SUPPLIED DATA
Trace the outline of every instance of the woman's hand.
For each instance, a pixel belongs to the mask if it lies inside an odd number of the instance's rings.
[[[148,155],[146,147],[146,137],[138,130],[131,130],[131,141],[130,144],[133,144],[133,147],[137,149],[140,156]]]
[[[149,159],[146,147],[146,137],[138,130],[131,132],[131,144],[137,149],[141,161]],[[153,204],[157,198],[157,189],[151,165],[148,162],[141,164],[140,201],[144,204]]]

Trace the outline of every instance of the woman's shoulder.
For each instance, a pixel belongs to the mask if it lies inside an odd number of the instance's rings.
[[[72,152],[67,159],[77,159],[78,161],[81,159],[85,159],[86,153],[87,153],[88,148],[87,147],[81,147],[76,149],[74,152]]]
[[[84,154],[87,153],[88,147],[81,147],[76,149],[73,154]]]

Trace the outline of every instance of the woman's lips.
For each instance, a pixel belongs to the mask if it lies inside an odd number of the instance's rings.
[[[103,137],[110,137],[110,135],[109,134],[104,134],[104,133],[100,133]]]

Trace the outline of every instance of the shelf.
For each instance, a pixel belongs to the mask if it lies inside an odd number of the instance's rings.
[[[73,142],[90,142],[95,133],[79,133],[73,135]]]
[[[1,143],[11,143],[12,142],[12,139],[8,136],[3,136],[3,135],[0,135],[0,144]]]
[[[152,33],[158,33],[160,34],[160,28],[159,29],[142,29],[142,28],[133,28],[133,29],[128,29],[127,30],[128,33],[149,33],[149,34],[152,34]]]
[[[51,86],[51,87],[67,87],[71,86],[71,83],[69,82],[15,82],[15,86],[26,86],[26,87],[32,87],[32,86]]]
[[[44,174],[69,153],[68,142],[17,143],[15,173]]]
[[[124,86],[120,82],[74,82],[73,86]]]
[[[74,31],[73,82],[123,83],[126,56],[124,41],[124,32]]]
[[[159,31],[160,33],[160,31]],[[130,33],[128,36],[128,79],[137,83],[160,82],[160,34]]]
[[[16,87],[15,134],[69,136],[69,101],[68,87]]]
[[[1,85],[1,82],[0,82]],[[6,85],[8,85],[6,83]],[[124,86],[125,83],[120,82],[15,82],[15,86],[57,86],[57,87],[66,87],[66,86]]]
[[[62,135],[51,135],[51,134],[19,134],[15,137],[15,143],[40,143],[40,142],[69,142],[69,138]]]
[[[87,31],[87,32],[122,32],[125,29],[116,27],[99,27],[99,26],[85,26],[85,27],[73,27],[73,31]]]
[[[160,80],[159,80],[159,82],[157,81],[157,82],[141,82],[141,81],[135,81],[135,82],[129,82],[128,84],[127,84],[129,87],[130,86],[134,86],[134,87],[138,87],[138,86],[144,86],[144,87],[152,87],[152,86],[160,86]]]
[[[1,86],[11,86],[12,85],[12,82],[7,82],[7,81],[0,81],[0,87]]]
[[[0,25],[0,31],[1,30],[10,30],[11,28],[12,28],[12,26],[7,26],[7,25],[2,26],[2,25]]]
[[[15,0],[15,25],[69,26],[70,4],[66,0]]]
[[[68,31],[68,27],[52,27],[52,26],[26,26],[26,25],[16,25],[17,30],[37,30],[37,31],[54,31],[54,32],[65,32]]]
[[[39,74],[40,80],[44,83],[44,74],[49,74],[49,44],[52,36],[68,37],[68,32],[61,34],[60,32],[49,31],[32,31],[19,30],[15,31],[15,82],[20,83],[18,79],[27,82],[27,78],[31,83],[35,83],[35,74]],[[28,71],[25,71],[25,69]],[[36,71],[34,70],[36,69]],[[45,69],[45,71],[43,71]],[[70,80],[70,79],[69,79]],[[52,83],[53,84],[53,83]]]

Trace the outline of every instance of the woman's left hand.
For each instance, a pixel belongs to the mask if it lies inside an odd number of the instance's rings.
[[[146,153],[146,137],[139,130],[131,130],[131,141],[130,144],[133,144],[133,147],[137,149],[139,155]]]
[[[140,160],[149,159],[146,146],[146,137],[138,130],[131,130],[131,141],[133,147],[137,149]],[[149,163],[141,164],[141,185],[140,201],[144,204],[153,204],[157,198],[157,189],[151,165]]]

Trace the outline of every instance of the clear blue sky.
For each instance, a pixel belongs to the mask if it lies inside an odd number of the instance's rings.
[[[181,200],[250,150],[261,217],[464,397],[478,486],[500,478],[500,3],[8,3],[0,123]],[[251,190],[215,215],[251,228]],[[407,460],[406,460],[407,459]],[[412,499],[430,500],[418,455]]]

PROBLEM DETAILS
The entries above hold the needed span. Transcribe exactly the lines from the one with "Trace the outline of every instance of the woman's shoulder." to the one with "Trace the outline of every instance of the shelf.", both included.

WRITTEN SOLUTION
Trace the outline of every instance of the woman's shoulder.
For each instance, a pixel belongs to the mask if it lies inside an odd number of the instance's rings.
[[[72,152],[67,159],[77,159],[78,161],[81,159],[85,159],[86,153],[87,153],[88,148],[87,147],[81,147],[76,149],[74,152]]]
[[[84,154],[87,153],[88,147],[81,147],[76,149],[73,154]]]

Trace the outline of every instance of the woman's lips.
For each instance, a pixel belongs to the mask if it lies inside an odd number of the instance's rings.
[[[103,137],[110,137],[110,135],[109,134],[104,134],[104,133],[100,133]]]

Trace the outline of every instance of the shelf.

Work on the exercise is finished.